OBJECTIVE
Write out the lines of the data below as a numbered list, from the line with "# test: identify the smoke plume" up to and including the line with "x=185 y=116", leaving out any blank lines.

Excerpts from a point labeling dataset
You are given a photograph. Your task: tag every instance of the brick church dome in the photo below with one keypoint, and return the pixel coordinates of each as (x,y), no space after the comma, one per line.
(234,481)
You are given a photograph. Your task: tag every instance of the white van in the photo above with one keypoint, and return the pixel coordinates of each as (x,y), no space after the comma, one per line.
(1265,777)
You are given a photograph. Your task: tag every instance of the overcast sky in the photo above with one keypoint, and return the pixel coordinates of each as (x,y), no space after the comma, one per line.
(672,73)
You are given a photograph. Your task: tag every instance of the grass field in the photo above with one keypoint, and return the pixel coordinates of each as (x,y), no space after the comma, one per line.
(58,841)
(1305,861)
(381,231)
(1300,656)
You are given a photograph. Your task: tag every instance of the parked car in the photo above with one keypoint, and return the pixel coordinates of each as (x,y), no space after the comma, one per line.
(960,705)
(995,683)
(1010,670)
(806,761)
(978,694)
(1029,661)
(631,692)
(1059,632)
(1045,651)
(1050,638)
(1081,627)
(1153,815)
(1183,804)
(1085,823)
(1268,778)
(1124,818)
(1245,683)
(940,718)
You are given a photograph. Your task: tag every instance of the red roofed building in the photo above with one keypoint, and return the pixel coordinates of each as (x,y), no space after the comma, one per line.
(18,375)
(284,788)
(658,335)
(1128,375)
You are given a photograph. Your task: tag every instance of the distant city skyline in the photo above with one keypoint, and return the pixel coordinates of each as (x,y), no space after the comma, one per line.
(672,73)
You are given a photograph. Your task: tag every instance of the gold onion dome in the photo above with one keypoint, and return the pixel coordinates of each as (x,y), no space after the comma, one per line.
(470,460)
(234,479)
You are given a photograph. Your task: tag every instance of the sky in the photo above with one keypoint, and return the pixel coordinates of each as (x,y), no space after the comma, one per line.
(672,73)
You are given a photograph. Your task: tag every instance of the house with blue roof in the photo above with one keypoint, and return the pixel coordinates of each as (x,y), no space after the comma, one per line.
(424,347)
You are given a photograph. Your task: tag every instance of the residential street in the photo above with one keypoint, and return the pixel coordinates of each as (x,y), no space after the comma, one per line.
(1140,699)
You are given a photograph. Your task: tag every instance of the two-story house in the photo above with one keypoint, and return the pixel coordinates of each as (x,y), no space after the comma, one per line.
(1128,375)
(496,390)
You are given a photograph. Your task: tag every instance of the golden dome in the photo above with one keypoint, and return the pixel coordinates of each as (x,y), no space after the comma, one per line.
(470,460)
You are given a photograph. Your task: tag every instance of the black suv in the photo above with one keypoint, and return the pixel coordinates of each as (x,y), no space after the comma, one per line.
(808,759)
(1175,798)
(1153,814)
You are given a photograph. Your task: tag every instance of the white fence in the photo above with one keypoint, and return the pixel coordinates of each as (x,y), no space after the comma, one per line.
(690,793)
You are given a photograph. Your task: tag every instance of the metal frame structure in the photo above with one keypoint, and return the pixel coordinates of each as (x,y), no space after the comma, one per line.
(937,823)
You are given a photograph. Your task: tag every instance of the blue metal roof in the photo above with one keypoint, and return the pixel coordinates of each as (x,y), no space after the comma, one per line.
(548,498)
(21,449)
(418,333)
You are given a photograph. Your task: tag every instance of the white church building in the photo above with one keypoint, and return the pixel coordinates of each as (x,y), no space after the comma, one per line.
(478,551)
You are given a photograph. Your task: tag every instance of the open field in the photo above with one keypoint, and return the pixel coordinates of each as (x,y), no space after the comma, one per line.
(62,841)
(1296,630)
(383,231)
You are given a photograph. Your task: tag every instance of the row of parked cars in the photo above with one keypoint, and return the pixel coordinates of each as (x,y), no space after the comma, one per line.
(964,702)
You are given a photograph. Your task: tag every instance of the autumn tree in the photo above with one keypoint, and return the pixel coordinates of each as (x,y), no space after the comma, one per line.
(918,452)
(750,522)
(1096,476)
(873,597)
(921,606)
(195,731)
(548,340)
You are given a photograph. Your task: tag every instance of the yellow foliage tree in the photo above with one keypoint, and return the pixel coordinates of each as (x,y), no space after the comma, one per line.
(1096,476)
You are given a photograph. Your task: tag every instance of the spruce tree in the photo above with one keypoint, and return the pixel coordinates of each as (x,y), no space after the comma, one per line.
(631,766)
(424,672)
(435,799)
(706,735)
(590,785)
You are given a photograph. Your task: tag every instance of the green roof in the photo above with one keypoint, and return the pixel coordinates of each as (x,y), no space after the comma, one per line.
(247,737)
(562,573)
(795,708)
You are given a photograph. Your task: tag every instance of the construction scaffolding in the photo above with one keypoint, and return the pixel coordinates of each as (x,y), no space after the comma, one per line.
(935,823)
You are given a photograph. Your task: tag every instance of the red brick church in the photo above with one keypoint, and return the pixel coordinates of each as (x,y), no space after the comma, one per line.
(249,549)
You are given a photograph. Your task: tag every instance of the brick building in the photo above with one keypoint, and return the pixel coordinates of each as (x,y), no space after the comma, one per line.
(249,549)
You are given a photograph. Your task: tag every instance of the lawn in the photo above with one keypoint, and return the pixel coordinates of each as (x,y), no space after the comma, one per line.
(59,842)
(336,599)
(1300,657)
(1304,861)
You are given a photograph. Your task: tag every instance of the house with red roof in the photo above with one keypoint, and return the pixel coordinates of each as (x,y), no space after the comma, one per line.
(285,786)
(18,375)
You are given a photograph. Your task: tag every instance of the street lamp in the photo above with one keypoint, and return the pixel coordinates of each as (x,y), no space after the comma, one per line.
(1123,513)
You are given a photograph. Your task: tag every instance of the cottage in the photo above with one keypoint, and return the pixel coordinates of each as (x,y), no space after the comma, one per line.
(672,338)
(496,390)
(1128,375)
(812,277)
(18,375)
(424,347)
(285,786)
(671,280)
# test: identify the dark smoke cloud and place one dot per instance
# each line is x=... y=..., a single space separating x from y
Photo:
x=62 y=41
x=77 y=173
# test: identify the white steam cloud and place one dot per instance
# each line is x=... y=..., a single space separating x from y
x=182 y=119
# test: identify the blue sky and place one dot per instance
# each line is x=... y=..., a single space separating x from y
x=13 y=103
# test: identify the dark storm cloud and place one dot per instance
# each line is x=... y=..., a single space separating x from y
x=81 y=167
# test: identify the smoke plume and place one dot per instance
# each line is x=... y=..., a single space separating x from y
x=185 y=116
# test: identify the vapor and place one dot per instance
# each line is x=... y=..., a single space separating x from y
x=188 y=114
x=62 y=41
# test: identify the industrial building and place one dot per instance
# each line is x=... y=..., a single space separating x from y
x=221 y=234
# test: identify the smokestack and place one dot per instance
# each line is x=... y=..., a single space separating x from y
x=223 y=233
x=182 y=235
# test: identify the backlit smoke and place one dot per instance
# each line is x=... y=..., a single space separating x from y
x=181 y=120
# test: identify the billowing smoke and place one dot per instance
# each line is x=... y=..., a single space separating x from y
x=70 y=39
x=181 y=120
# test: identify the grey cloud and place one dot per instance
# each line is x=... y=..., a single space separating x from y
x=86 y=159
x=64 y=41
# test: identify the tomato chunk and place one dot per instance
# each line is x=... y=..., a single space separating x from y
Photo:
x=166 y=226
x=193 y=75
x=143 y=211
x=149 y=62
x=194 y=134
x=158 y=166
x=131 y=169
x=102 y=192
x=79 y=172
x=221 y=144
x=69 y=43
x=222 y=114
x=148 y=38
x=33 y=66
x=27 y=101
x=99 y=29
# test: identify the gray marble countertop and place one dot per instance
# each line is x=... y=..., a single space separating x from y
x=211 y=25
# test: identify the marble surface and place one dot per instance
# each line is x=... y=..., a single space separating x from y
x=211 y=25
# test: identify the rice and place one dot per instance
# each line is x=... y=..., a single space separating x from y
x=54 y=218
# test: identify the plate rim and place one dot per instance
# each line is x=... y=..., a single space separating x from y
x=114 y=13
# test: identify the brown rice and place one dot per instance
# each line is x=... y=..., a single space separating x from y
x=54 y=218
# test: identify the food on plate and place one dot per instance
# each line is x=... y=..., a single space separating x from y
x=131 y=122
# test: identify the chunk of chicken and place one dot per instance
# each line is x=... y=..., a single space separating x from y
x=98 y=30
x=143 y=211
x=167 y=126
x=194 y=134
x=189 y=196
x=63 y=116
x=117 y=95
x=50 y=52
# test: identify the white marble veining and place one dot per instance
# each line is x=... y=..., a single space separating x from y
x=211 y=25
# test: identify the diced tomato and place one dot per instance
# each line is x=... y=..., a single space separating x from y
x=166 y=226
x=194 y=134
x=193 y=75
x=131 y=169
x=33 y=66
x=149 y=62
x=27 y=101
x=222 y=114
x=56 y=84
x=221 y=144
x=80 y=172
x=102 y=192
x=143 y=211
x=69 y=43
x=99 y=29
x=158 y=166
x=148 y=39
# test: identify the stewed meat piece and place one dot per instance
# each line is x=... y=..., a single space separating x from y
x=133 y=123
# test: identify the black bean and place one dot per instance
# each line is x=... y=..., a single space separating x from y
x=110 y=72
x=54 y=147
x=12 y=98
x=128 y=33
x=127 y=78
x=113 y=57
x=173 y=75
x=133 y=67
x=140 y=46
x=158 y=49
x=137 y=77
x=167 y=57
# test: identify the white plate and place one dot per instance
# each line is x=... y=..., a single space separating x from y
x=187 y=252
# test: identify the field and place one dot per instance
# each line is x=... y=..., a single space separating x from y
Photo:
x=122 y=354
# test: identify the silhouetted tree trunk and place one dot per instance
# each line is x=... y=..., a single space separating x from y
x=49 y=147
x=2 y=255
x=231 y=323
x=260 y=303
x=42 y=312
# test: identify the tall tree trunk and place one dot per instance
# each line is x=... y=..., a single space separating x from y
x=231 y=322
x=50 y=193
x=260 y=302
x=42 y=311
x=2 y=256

TASK RESULT
1. # test: identify the smoke plume and place one dot per instance
2. # each line is x=... y=..., a single space separating x from y
3. x=185 y=116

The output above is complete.